Problem statement: Write out, word for word, the lines of the material below that begin at the line containing "of the stool" and stop after the line containing "point(544, 165)".

(Extracted data entries)
>>>

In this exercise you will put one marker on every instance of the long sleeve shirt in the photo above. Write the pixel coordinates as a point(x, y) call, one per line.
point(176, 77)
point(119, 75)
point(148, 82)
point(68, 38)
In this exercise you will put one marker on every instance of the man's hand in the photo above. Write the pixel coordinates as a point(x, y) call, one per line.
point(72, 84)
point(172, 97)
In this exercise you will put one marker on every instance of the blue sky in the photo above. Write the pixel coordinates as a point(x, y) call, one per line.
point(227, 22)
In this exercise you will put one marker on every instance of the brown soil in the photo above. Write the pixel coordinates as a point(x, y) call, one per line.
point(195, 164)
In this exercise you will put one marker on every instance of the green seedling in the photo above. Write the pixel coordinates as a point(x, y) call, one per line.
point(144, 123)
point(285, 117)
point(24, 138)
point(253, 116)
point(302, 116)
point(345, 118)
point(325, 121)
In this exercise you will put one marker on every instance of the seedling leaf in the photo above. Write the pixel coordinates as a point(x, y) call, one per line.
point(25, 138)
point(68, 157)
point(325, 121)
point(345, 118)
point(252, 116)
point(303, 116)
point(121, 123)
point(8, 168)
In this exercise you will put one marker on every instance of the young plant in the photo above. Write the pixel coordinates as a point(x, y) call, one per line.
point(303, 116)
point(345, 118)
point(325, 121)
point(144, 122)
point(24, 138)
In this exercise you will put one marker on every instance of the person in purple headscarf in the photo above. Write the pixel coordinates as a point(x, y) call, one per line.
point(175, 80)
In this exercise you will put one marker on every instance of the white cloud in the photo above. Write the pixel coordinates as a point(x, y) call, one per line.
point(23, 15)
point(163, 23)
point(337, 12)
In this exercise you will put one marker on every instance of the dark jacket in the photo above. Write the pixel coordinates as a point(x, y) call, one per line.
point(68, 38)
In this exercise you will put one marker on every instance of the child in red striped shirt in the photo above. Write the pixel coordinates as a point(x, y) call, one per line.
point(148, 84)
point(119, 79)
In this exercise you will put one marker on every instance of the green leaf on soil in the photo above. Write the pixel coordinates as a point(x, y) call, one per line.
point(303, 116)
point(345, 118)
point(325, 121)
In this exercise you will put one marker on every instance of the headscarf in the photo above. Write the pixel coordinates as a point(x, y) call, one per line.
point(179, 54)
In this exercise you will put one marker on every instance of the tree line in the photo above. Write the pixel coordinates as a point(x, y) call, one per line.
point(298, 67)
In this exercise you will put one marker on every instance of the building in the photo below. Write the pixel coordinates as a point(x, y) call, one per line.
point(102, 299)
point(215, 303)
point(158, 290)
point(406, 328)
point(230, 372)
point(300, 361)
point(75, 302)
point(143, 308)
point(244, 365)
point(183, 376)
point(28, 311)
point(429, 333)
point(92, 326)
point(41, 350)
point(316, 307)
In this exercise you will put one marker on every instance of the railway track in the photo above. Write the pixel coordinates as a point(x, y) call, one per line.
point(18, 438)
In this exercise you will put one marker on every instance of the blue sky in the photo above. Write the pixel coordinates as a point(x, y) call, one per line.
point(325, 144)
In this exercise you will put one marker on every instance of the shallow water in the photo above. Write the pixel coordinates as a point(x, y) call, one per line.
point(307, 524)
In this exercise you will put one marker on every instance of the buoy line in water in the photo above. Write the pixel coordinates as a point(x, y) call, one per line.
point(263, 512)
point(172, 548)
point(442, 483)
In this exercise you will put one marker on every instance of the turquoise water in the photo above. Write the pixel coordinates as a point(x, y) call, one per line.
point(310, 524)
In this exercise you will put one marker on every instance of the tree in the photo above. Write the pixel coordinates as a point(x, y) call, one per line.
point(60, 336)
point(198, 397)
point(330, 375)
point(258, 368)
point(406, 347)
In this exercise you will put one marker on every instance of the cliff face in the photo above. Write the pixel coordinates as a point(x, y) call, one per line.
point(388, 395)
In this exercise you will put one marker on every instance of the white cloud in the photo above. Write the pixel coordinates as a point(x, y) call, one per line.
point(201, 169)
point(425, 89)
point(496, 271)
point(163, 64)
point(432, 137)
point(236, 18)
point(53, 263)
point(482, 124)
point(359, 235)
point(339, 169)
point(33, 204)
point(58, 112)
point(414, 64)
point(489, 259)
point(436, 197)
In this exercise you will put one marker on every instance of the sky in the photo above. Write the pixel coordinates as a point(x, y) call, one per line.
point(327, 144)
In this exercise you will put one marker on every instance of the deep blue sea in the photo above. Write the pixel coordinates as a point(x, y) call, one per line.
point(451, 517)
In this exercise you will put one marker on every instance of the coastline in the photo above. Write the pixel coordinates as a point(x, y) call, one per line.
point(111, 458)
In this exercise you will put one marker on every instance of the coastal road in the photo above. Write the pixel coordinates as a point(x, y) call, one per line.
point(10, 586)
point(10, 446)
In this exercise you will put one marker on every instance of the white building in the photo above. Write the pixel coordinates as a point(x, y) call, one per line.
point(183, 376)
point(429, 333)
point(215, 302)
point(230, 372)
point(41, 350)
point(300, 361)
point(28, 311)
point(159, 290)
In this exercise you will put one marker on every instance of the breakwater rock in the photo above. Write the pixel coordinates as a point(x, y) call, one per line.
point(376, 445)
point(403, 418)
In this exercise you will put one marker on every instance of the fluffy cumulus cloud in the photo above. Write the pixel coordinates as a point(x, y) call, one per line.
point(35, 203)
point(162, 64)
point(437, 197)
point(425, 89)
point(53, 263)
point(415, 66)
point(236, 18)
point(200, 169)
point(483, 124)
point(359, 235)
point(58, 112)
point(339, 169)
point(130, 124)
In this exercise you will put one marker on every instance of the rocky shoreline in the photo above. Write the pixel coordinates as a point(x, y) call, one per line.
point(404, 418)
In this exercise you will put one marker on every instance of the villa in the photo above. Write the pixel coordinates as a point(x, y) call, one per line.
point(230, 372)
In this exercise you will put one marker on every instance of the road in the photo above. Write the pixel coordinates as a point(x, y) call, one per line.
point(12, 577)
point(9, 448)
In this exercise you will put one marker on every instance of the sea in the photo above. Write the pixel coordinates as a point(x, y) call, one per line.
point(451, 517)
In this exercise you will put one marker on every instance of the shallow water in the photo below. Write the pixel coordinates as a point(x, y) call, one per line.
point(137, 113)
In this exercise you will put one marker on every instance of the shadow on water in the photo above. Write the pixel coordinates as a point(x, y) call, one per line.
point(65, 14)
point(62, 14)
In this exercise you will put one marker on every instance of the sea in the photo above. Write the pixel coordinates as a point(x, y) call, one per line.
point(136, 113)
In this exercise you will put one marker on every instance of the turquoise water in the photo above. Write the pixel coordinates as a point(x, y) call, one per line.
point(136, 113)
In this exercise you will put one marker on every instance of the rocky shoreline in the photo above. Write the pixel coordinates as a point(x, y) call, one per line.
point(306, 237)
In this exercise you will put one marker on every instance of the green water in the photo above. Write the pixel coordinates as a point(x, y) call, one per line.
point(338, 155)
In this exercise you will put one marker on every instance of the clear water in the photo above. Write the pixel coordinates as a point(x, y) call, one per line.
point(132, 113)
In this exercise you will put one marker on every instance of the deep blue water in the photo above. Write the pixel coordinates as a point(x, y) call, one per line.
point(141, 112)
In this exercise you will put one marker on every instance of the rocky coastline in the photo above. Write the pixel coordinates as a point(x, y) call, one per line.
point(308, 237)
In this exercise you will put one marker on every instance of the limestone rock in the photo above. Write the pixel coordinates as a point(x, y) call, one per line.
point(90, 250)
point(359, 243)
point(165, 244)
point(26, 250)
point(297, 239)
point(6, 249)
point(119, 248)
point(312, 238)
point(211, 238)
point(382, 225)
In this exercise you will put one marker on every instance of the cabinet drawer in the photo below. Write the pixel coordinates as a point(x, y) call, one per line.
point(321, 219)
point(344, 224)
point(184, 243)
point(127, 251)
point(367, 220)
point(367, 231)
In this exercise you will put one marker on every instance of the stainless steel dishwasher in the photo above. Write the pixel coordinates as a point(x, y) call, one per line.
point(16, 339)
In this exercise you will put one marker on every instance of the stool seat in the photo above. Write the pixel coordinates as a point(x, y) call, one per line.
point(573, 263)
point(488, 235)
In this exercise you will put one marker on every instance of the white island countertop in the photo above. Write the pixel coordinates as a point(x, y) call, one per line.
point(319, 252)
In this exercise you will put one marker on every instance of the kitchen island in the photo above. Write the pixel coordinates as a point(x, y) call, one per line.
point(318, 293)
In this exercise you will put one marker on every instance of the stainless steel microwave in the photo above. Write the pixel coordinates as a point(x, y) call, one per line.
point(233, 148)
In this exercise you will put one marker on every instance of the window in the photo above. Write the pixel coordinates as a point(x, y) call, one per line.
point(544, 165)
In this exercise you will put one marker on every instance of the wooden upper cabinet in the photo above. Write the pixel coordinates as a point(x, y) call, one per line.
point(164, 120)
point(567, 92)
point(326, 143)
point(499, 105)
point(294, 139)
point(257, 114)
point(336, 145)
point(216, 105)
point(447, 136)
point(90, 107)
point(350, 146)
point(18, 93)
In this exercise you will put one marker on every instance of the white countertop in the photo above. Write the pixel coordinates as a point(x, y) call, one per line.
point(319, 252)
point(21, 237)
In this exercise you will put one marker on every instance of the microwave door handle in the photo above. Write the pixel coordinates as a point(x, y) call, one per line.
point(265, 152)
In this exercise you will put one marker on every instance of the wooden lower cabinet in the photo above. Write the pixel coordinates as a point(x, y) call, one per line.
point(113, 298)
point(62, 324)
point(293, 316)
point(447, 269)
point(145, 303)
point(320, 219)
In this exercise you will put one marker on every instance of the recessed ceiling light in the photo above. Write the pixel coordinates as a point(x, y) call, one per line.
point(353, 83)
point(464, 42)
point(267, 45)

<<<
>>>

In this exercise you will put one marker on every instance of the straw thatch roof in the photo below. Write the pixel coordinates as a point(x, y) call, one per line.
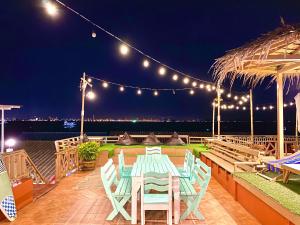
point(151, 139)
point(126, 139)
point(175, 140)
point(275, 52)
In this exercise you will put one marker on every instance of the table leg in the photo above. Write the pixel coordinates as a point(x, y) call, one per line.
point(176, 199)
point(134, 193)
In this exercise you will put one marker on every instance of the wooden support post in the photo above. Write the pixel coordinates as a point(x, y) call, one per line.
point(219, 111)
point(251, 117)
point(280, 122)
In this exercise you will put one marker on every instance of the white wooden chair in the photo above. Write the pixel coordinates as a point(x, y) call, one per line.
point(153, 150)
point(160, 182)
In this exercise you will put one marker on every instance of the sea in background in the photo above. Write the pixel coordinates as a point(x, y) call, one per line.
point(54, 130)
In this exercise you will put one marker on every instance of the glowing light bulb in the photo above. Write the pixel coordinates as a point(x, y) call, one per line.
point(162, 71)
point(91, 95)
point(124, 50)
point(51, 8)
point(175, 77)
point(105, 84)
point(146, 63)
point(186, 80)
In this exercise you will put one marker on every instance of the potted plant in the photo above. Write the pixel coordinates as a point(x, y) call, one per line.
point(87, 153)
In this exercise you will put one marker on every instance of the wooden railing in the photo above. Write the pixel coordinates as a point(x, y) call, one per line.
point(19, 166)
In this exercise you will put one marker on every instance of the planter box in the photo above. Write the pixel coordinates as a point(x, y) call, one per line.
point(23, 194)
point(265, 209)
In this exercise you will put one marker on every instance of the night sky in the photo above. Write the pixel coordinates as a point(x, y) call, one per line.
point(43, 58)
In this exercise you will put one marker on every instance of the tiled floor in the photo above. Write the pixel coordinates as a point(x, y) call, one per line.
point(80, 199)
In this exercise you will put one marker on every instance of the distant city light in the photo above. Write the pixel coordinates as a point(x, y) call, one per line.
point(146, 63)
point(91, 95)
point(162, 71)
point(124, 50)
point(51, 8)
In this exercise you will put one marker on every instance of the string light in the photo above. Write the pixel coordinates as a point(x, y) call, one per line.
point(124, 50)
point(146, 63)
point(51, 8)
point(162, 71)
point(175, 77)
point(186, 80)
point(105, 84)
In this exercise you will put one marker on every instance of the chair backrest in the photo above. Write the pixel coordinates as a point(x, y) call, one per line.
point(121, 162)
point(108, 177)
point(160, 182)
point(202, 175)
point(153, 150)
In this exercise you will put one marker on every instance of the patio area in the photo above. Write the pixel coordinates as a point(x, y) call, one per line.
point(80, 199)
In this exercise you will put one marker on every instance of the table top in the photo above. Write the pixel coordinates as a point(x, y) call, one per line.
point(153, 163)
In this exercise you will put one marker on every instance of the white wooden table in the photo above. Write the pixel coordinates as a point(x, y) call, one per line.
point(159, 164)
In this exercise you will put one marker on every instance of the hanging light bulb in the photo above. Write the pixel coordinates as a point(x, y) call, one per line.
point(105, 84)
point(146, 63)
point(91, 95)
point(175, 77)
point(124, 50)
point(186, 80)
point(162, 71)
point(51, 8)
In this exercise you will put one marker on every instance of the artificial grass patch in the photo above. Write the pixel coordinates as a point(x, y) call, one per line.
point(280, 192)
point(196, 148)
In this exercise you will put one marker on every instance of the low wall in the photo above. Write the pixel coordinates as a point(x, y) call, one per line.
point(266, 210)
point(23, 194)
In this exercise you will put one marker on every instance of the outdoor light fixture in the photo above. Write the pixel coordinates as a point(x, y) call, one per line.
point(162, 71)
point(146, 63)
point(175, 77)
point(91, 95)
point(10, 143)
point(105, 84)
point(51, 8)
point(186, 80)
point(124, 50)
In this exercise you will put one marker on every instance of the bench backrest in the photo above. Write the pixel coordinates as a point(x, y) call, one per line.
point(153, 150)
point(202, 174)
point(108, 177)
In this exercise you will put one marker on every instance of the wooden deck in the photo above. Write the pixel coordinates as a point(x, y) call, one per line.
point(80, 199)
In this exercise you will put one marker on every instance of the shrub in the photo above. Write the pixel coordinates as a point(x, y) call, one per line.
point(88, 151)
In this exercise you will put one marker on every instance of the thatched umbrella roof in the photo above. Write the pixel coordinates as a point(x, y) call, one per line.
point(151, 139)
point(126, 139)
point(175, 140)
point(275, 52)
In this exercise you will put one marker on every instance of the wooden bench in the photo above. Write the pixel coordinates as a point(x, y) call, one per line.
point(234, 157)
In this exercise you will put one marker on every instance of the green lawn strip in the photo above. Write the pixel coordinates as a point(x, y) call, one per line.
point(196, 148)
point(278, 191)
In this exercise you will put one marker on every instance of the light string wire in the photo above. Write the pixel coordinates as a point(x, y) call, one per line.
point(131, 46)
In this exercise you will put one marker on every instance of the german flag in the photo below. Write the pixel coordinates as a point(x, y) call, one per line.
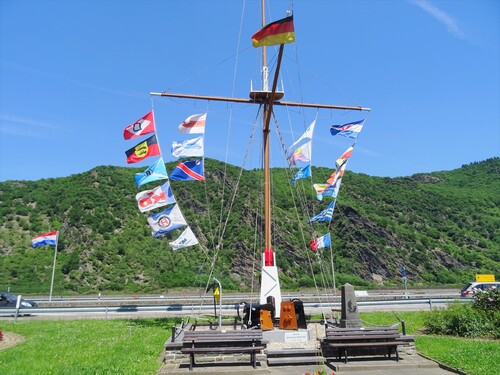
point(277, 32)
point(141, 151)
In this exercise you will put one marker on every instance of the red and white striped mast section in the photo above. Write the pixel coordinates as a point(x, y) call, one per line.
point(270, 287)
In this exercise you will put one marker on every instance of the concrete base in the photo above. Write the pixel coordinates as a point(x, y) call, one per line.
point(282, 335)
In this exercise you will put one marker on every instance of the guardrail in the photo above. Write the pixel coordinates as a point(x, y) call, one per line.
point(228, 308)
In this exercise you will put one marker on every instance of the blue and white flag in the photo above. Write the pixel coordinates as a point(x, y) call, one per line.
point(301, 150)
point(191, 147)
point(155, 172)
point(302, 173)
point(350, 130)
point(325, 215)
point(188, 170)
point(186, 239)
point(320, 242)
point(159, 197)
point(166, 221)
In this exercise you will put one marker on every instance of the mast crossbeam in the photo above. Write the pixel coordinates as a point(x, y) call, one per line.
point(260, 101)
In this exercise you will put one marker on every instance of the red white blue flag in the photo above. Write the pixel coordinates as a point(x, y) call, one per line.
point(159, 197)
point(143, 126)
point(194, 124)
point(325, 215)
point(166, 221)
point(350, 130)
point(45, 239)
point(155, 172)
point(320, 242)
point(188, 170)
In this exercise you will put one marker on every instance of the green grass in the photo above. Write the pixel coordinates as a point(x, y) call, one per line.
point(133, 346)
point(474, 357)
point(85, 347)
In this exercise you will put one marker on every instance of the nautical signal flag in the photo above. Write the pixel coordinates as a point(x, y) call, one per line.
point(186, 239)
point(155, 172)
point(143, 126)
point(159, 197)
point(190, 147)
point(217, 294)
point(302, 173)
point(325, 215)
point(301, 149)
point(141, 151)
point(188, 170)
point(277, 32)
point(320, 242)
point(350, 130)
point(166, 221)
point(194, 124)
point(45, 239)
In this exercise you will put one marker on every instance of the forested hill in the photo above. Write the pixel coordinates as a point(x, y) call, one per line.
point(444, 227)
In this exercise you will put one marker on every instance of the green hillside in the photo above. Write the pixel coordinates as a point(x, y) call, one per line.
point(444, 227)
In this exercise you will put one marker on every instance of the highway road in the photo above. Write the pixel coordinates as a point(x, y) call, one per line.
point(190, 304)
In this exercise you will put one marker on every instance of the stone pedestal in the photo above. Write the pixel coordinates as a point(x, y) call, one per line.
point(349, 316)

<<<

Expected answer:
In this exercise you will put one marker on every instance of the stool seat in the photo above. Write the pixel coordinates as a point(x, y) call, one per line.
point(573, 263)
point(488, 235)
In this exercise you will put one marker on every instance of the white island countertop in the photo above. Write the pixel coordinates as a point(x, y) call, one per line.
point(319, 252)
In this exercise you will put one marker on every instance of the kitchen island in the photo above. Write the pixel coordinates as a point(x, y) call, one per line.
point(318, 293)
In this exercise you will put one marker on every instance of the stainless steel microwave in the photo above. Write the pixel coordinates as a point(x, y) call, one per line.
point(233, 148)
In this exercise you will put one marker on every instance of the window in the photo above. Write the pixel coordinates as a point(x, y) call, one per line.
point(544, 165)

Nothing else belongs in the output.